* [TASK ITEM]:
If a line includes the word "board", it belongs in the count; state the total for the data below and add nothing.

== SOURCE DATA ==

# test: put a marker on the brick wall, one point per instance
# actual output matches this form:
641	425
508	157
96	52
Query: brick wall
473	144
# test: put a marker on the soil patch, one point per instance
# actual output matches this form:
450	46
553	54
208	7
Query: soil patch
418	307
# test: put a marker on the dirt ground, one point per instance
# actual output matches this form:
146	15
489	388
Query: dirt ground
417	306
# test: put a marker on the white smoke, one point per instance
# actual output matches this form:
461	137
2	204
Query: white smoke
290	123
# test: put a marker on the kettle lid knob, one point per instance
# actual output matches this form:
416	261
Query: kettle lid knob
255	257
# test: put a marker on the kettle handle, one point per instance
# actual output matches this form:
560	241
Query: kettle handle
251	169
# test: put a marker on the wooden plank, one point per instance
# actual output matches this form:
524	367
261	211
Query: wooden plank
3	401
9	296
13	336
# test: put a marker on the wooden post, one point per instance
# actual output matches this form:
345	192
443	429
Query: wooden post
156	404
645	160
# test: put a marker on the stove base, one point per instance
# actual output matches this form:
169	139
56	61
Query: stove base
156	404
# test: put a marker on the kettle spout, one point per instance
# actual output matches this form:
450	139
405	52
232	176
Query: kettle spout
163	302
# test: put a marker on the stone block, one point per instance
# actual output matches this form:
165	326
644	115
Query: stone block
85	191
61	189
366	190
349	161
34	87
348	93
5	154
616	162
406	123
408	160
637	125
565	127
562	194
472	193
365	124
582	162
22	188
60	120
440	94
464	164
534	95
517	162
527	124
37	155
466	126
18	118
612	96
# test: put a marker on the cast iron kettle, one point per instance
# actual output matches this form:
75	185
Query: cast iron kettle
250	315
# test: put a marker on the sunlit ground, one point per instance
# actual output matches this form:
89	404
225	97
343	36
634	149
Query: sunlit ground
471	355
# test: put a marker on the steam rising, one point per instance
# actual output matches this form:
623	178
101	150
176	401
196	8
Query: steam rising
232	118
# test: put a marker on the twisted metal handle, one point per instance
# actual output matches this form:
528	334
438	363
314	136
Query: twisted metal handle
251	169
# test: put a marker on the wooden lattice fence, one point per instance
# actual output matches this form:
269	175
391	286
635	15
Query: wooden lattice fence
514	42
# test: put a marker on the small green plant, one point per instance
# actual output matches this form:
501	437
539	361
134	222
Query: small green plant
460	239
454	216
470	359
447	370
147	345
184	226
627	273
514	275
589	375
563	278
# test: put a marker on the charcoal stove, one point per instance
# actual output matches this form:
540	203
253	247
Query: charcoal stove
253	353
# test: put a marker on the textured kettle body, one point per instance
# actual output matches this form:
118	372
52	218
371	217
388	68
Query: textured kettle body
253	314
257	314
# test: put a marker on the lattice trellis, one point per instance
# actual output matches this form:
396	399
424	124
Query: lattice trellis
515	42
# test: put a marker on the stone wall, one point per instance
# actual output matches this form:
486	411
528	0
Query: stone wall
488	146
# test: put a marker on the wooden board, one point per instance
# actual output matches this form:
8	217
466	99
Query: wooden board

===
== SOURCE DATA ==

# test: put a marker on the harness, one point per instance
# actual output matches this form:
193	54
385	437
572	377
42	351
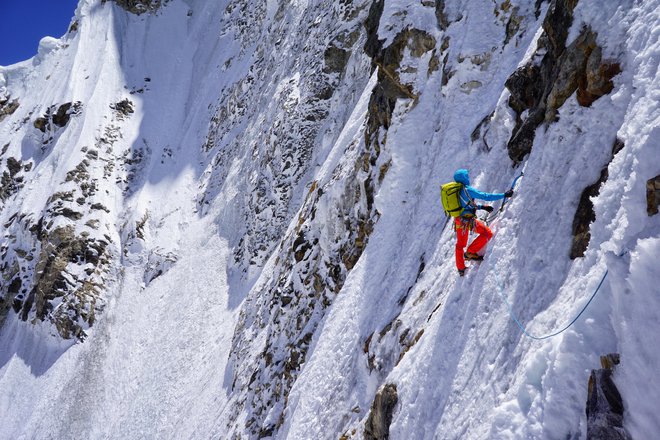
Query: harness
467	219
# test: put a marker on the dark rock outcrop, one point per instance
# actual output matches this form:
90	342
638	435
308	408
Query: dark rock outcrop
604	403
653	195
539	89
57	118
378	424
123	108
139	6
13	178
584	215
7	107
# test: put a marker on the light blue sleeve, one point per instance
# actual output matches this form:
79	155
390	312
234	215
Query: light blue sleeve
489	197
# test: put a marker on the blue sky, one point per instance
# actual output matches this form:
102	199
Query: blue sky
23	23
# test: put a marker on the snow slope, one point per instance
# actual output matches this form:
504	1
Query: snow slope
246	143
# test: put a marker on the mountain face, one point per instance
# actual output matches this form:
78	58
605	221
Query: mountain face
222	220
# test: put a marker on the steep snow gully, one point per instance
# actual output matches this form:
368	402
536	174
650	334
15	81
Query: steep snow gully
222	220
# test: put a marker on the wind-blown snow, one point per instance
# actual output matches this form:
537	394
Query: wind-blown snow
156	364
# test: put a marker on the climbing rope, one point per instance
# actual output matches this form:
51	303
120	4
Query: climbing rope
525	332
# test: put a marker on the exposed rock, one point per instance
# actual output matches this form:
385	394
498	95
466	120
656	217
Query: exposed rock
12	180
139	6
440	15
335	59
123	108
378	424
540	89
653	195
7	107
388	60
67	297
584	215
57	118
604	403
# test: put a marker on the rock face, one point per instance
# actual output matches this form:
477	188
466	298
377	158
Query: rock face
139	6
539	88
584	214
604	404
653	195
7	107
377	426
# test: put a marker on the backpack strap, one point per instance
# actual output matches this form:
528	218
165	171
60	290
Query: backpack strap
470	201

===
== SOURCE DATA ==

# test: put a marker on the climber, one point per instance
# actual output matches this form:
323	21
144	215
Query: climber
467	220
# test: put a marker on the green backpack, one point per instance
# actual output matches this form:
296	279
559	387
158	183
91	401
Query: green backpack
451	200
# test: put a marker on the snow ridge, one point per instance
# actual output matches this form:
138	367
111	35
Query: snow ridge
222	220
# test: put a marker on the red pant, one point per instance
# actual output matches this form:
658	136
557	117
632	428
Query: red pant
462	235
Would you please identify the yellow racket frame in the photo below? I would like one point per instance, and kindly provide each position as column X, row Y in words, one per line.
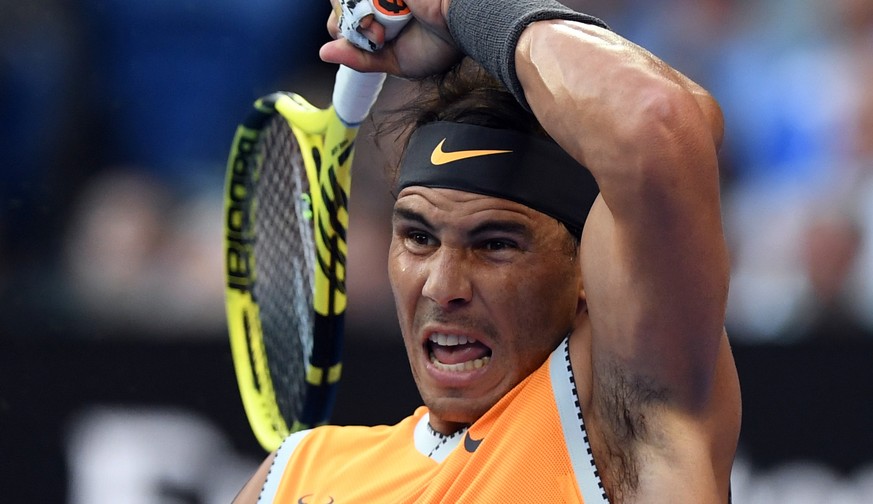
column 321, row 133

===

* [PROBLEM SOLUTION]:
2